Passage provided:
==*==

Affordable, life-saving medicines for all: McGill adopts Global Access Licensing Principles for research conducted on campus

McGill University, in conjunction with Universities Allied for Essential Medicines (UAEM), has committed to increasing access to life-saving medicines by adopting Global Access Licensing Principles. McGill is the third Canadian university to adopt the principles, demonstrating a dedication to ensure that any research and university-developed technologies created on McGill’s campus with potential for further development into a drug, vaccine, or medical diagnostic are made affordable to all.

==*==

Given entries:
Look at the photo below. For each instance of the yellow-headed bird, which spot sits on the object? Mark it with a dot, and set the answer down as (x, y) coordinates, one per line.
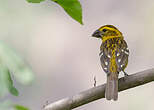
(113, 56)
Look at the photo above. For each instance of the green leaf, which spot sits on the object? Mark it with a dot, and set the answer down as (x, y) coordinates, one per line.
(11, 88)
(6, 82)
(72, 7)
(35, 1)
(20, 107)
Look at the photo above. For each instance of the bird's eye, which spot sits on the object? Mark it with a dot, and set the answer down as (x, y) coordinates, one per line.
(104, 30)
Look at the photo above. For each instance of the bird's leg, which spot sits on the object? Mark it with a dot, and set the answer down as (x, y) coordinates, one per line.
(125, 74)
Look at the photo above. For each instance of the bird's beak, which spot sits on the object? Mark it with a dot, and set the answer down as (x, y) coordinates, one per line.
(96, 34)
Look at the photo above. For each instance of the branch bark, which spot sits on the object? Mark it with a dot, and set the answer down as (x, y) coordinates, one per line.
(98, 92)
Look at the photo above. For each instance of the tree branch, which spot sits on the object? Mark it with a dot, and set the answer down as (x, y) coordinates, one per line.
(98, 92)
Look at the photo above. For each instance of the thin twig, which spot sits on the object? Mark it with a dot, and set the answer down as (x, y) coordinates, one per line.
(94, 81)
(98, 92)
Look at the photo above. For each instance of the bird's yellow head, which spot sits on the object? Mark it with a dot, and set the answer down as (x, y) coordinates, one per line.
(107, 32)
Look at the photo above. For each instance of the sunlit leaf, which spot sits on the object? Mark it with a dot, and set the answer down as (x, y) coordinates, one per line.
(35, 1)
(72, 7)
(10, 85)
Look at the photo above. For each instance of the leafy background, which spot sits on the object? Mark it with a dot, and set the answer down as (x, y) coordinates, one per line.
(64, 56)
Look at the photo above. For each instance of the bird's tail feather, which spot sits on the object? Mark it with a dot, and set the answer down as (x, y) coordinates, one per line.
(111, 91)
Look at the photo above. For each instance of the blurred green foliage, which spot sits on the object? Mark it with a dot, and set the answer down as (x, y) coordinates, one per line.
(8, 105)
(72, 7)
(12, 64)
(35, 1)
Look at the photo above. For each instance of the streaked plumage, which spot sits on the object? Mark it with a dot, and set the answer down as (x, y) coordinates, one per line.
(113, 56)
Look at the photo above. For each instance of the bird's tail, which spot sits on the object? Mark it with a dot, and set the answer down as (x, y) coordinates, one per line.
(111, 91)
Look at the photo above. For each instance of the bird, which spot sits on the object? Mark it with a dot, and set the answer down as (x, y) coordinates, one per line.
(114, 55)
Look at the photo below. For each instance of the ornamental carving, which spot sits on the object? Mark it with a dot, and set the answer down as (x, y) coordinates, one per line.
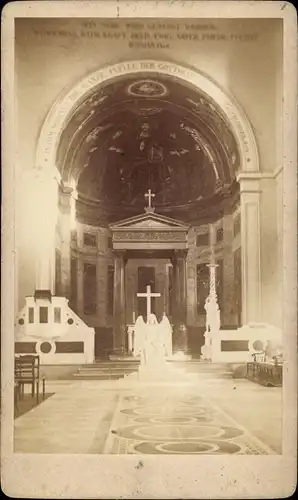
(150, 236)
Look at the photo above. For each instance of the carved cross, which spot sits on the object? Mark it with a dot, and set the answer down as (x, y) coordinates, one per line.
(149, 195)
(148, 295)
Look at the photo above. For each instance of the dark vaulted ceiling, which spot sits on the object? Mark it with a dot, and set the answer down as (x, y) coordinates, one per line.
(148, 131)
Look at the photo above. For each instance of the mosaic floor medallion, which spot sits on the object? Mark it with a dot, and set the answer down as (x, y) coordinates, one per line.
(164, 423)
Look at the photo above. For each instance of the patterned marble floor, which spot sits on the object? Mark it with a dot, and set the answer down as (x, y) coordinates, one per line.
(101, 417)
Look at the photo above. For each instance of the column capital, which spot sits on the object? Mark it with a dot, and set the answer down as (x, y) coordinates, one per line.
(249, 182)
(181, 254)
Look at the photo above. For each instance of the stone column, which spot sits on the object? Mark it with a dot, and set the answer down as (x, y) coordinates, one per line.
(182, 286)
(191, 293)
(101, 290)
(160, 287)
(80, 286)
(119, 302)
(44, 190)
(180, 307)
(65, 200)
(250, 247)
(228, 316)
(175, 290)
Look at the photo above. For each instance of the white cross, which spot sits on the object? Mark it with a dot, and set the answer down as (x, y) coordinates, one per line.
(149, 195)
(148, 296)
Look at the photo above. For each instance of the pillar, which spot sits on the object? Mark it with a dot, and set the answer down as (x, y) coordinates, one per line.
(65, 201)
(80, 286)
(119, 302)
(180, 341)
(181, 263)
(250, 248)
(228, 316)
(44, 192)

==*==

Brief 1: Please condense the paragraph in the announcement that begins "McGill University, in conjunction with" while keeping its main facts.
Brief 2: Reproduce the announcement from "Affordable, life-saving medicines" up to and including "affordable to all.", swapping "drug" for "medication".

Task output 1: Together with Universities Allied for Essential Medicines (UAEM), McGill University has adopted Global Access Licensing Principles to increase access to life-saving medicines. It is the third Canadian university to adopt them. Under these principles, any research or university-developed technology created on McGill's campus that could be further developed into a drug, vaccine, or medical diagnostic is to be made affordable to all.

Task output 2:
Affordable, life-saving medicines for all: McGill adopts Global Access Licensing Principles for research conducted on campus

McGill University, in conjunction with Universities Allied for Essential Medicines (UAEM), has committed to increasing access to life-saving medicines by adopting Global Access Licensing Principles. McGill is the third Canadian university to adopt the principles, demonstrating a dedication to ensure that any research and university-developed technologies created on McGill’s campus with potential for further development into a medication, vaccine, or medical diagnostic are made affordable to all.